- **SET PROBLEM**:
Rewrite the lines starting with the one containing "One point per instance of the dark" and going on through the one containing "pixel 517 162", swapping "navy" for "charcoal" and leaving everything else unchanged. Give only those lines.

========

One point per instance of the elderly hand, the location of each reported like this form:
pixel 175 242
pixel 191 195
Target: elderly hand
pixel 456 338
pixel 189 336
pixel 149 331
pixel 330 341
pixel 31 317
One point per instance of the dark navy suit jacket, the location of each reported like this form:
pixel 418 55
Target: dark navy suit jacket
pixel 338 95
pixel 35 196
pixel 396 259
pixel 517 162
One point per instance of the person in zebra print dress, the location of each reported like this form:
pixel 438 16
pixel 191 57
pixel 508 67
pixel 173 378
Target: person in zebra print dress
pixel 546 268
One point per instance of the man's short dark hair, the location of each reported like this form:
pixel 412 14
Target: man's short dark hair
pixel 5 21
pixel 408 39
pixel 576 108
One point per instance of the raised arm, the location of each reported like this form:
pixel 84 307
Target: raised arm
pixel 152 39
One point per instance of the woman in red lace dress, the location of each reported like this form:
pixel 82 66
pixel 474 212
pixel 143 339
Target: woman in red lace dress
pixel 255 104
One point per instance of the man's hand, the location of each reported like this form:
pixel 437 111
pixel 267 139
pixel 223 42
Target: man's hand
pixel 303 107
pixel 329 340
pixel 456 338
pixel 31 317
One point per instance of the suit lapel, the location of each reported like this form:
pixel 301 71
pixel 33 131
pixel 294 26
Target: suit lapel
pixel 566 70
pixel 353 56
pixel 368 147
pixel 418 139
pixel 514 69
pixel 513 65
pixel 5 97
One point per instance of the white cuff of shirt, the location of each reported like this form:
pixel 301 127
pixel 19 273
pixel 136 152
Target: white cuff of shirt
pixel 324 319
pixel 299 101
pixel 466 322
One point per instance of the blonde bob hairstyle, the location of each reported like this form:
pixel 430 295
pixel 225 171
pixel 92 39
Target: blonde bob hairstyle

========

- **OUTPUT BELOW**:
One point per instance of the dark charcoal suit jacket, the location of each reported like this form:
pixel 418 55
Target: dark charcoal suit jacket
pixel 338 95
pixel 35 196
pixel 396 259
pixel 517 162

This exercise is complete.